◆ **Records from a data source**
⁂
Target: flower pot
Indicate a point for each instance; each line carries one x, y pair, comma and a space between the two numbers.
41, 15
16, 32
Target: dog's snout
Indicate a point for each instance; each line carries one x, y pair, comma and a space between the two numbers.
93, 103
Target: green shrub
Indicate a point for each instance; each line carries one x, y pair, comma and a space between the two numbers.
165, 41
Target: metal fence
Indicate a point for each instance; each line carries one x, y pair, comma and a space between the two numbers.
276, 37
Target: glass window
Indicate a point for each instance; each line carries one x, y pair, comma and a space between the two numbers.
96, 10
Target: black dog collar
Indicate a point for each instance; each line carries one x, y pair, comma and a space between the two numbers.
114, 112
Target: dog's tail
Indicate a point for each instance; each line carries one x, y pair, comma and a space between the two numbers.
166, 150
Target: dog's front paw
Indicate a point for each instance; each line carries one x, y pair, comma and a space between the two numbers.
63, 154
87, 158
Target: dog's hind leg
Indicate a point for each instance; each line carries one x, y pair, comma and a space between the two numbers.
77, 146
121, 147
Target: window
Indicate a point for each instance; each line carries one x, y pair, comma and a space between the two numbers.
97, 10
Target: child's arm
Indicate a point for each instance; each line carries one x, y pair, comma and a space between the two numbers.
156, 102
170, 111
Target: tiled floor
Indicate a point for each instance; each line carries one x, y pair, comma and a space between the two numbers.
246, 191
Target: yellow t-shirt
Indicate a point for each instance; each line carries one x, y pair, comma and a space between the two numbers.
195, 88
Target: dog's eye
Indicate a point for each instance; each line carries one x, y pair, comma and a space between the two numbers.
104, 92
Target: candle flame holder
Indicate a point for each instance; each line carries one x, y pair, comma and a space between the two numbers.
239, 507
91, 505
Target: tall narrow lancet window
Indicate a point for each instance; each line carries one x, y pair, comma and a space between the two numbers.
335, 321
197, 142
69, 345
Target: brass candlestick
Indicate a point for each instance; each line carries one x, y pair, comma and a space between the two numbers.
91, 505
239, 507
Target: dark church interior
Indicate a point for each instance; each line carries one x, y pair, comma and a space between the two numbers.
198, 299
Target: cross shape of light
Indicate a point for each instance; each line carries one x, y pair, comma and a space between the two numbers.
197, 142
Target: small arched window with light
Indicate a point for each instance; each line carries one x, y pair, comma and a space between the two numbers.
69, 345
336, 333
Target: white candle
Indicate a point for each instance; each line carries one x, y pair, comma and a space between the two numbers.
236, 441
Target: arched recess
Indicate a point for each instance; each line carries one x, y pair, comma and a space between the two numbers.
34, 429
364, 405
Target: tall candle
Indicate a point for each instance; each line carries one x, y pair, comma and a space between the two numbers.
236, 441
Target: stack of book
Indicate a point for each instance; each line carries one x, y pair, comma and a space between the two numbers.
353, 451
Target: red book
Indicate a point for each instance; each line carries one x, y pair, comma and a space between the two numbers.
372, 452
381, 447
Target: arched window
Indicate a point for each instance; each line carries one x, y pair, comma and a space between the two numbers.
⁂
◆ **Exercise instructions**
Reproduce the lines word for word, starting at the one holding "Target: brass candlestick" and ending at the final line of the material above.

◆ **Response**
Target: brass candlestick
Indicate a point for each instance; each line carries one x, y pair, comma and a space between the two numbers.
91, 505
239, 507
Target: dark church interior
Indicate a point for each instance; each line carries one x, y pair, comma and a space between the two numbers.
198, 299
Target: cross shape of light
Indicate a point for each instance; each line carries one x, y pair, comma and a space between the two numbers.
197, 142
Target: small arched window with light
Indicate a point for each instance; each line carries one x, y pair, comma and a space between the two numbers.
69, 345
336, 333
Target: white candle
Indicate a point for each instance; each line carries one x, y pair, comma and a space between the two numbers.
236, 441
Target: arched recess
Indicate a point for each instance; each line carries one x, y pair, comma and a space between the two numbers.
34, 429
364, 405
Target: tall candle
Indicate a point for each instance; each line carries one x, y pair, comma and a space between the two numbers.
236, 441
Target: stack of book
Indicate a point for each instance; each line carries one x, y pair, comma and a space between the two numbers.
353, 451
Target: red book
Indicate a point for each instance; each line carries one x, y pair, comma and a space between the two numbers.
372, 452
381, 447
Target: arched window
Indicate a point for each instance; each line carries one x, y pair, comma and a space between the two numbers.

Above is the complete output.